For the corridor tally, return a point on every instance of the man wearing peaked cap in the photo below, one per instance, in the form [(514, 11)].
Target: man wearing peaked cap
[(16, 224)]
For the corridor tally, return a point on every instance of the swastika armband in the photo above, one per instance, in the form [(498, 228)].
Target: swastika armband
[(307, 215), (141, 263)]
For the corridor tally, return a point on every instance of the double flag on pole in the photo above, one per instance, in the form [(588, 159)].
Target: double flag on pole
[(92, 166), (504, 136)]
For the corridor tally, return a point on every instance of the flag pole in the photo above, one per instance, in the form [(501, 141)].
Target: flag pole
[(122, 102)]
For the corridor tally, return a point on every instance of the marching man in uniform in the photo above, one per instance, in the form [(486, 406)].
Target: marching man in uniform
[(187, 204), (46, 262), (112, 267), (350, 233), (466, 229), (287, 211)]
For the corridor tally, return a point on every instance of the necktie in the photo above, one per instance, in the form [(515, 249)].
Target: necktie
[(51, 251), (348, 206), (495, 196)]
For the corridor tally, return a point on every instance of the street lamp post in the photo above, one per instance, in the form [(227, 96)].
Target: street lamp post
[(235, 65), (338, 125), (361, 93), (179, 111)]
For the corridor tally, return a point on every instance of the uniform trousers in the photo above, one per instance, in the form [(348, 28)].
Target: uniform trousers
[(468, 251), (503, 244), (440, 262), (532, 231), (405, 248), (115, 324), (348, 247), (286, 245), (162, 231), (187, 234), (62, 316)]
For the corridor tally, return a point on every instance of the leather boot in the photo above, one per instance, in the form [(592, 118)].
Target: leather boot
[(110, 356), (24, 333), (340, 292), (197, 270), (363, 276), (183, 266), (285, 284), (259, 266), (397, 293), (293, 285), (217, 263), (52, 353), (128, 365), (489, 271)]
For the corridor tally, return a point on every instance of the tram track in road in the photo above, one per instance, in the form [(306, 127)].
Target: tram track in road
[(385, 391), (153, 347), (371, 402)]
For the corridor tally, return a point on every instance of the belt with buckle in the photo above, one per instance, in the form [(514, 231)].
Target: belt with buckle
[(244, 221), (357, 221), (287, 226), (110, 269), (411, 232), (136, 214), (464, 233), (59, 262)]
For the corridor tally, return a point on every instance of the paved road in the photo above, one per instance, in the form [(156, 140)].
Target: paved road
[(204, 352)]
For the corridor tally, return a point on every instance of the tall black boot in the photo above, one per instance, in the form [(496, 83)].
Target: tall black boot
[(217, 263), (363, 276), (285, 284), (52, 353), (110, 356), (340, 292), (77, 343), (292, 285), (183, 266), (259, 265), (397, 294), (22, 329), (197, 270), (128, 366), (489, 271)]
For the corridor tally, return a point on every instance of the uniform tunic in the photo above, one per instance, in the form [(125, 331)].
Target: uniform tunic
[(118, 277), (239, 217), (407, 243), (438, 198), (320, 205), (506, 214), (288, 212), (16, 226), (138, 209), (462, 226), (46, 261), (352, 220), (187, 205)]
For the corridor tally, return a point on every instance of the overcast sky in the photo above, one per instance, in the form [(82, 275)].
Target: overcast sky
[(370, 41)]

Work instruction — Retype the data. Keep every word as it stands.

Problem solution —
For the corridor tally, return a point on every instance of the man wearing peaked cap in the photo below, one per instance, in the form [(514, 11)].
Target: man wearing peaked cap
[(16, 224)]
For the corridor tally, return a point on every instance of the swastika armband in the photo above, one per instance, in the form [(498, 228)].
Target: swastika armband
[(307, 215), (141, 263)]
For the corridor tally, return a point on every instance of the double flag on pole in the photo above, one per instance, in the form [(588, 159)].
Target: double flag on pole
[(92, 166), (504, 136)]
For the corridor tally, return a point on every instance of the flag pole in the photo above, one per instance, in the form [(501, 141)].
Target: flag pole
[(122, 102)]
For the corridor tally, return a point on every instance of the marching man in uniform in the photo above, one per instance, in the form [(486, 406)].
Target: marching man in uniform
[(187, 204), (46, 262), (112, 267), (350, 233), (466, 229), (287, 211)]
For the corridor tally, return a point on every instance of the necktie in the photo above, one per instance, in the form [(515, 249)].
Target: necktie
[(51, 251), (348, 206), (495, 196)]
For the corridor tally, return a point on every instance of the street lamp post in the photo above, one per instance, in the form [(227, 96)].
Target: street lamp post
[(235, 65), (338, 125), (361, 93), (179, 111)]
For the corridor tally, return a point on every instance of the uniform trousers in the photo above, one per instance, in the form [(348, 28)].
Target: uniform trousers
[(468, 251), (503, 244), (440, 262), (532, 231), (405, 248), (115, 324), (348, 247), (286, 245), (162, 231), (187, 234), (62, 316)]
For the corridor tally, return a point on every instance of the leather boot in the photo above, one per instance, in the form [(592, 118)].
Target: leather boot
[(110, 356), (24, 333), (340, 292), (197, 270), (363, 276), (183, 266), (285, 284), (259, 266), (397, 293), (293, 285), (217, 263), (52, 353), (128, 365), (489, 271)]
For the corridor tally, return a point on every instance of the tram track in road in the photo above, one per instance, in the form [(306, 127)].
Target: tram track in road
[(385, 391), (153, 347), (371, 402)]
For the corridor tally, return a point on every instance of the belt with buckle in the photo above, one per instance, in the form [(514, 231)].
Target: belt with buckle
[(244, 221), (357, 221), (287, 226), (110, 269), (411, 232), (136, 214), (464, 233), (59, 262)]
For the corridor tally, return a point on every instance of the paved road in the photo above, one per instance, in the form [(156, 140)].
Target: paved road
[(204, 352)]
For the corridor tally, return a point on every instance of the tall black boot in the photo above, one per instance, in the form [(496, 83)].
Target: tall black boot
[(217, 263), (363, 276), (285, 284), (52, 353), (110, 356), (340, 292), (77, 343), (292, 285), (183, 266), (259, 265), (397, 294), (22, 329), (197, 270), (128, 366), (489, 271)]
For the corridor tally, return a point on every instance of the uniform tunic in the photo above, one per instance, in the form [(125, 331)].
Target: uniform tunic
[(118, 277), (239, 217), (407, 243), (438, 198), (320, 205), (506, 214), (288, 212), (16, 226), (138, 209), (462, 226), (46, 261), (352, 220), (187, 205)]
For the corridor tally, return a point on every instance of the overcast sky in the photo above, one per instance, in the form [(82, 275)].
Target: overcast sky
[(370, 41)]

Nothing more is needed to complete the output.